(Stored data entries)

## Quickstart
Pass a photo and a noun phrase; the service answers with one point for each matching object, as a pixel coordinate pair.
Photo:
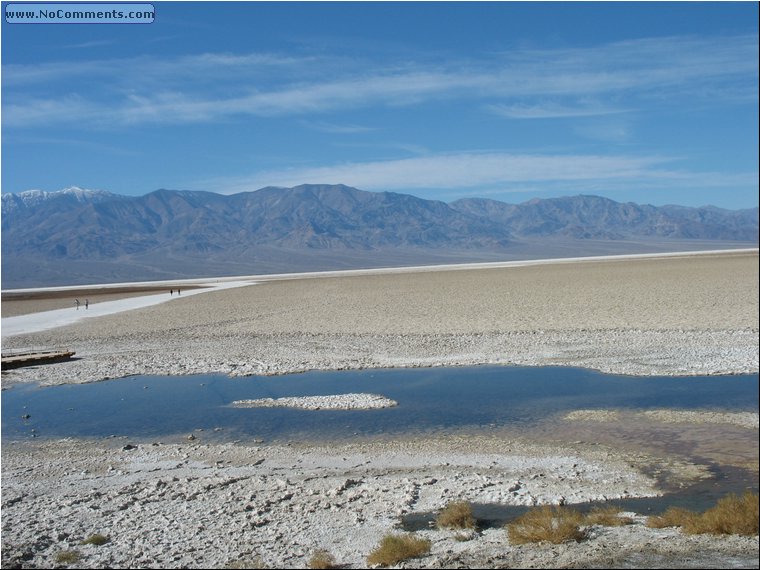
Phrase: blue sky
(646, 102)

...

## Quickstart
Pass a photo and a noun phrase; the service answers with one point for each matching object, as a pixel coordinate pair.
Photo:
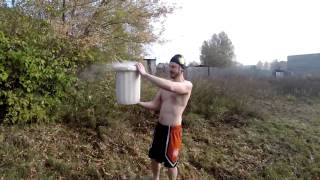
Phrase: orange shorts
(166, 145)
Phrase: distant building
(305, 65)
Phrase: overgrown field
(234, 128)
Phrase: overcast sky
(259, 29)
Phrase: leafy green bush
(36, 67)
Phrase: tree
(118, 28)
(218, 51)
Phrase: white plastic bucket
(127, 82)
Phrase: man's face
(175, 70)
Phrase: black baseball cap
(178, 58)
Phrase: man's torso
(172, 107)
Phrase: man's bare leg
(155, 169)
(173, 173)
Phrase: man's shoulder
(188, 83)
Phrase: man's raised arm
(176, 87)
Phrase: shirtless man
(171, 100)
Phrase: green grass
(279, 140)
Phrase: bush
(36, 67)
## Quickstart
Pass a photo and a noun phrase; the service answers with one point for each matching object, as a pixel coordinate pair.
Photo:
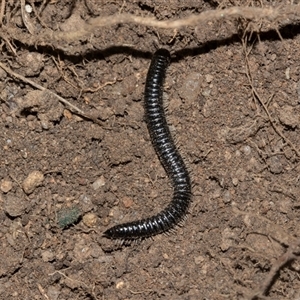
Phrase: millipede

> Task item:
Your output should be the lines above from the one that contains "Phrase: man's raised arm" through the one that contains "Phrase: millipede", word for word, with pictures left out.

> Answer to this task:
Phrase: man's raised arm
(176, 87)
Phrase: shirtless man
(171, 100)
Phrase: green grass
(279, 140)
Phrase: bush
(36, 67)
## Quickstart
Pass a photo and a noun phrase; the service answers with one point for each matching object, as a pixel coordinate pair.
Photo:
Phrase: millipede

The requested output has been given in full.